> _Written instruction 1_: Output the passage of the column on the Montgomery mayor tapes between "That he didn’t really" and "on the offensive.", inclusive, with no changes.

> _Page excerpt_:
Whitmire: Montgomery mayor tapes aren’t the scandal. This is.

Whitmire: Montgomery mayor tapes aren’t the scandal. This is.

This is an opinion column.

The question is really this simple: Do you believe Steven Reed?

I want to believe the mayor, but I just don’t know.

Over the weekend, clips of a covert recording were leaked on social media. In a conversation recorded without his knowledge three years ago, Reed, the mayor of Montgomery, said some things he probably wishes now that he didn’t.

That he didn’t need Black voters as long as he had enough white support.

That if white people take their money to the suburbs, Montgomery won’t have anything “green” to show for itself.

That he didn’t really know anybody who works at Maxwell-Gunter Air Force base, his region’s largest employer.

And he probably regrets the salty language.

But Reed isn’t apologizing. Quite the opposite, on Tuesday, the mayor went on the offensive.

In a press conference, Reed accused the head of a Montgomery nonprofit, Charles Lee, of shaking him down in the wake of George Floyd’s murder three years ago.

It was a tenuous moment for the city and the country, and it enraged him, he says, when the activist tried to shake him down for $30,000 promised to the nonprofit by the previous administration.

It made Reed mad, and the mayor implied that under other circumstances his response might have been physical.

“It was something that really to be honest with you caught in the questions of my manhood, and probably outside of this position, I would have taken a different approach to someone, during that time, bringing that up,” Reed said. “And so what you heard was verbal frustration and anger.”

Reed said he met with the district attorney after he learned the conversation had been recorded, but he decided not to prosecute after others had advised him not to.

He also said he’s now changed his mind and will press charges, alleging extortion.

After the conversation with Lee, Reed said he went with Lee to E.D. Nixon Elementary School, where they met with community members who were upset and frustrated in the national backlash to Floyd’s murder at the hands of police.

> _Written instruction 2_: Format the entries between the lines holding "the watch face" and "<point>725,903</point>", inclusive, as a two-column CSV with the headers instruction and answer. Give one row per entry, put each field in double quotes, and replace any line breaks with spaces.

> _Extracted records_:
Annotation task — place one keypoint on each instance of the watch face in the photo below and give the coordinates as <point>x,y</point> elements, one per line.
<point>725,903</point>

* * *

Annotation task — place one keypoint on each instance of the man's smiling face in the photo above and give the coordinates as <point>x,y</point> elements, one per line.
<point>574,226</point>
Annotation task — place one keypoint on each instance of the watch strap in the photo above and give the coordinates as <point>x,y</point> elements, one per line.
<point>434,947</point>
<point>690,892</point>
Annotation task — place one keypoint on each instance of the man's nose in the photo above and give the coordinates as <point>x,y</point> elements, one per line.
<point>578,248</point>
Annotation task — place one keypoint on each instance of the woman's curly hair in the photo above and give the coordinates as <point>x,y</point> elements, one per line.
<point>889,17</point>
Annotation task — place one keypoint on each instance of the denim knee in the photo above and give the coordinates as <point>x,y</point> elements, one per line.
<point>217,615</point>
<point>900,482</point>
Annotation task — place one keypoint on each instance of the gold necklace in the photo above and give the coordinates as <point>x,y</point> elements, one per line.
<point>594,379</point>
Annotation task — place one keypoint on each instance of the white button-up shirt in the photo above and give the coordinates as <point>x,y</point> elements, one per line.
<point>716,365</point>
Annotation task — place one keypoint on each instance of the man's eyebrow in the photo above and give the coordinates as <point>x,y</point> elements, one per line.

> _Task response 1_:
That he didn’t really know anybody who works at Maxwell-Gunter Air Force base, his region’s largest employer.

And he probably regrets the salty language.

But Reed isn’t apologizing. Quite the opposite, on Tuesday, the mayor went on the offensive.

> _Task response 2_:
instruction,answer
"Annotation task — place one keypoint on each instance of the watch face in the photo below and give the coordinates as <point>x,y</point> elements, one per line.","<point>725,903</point>"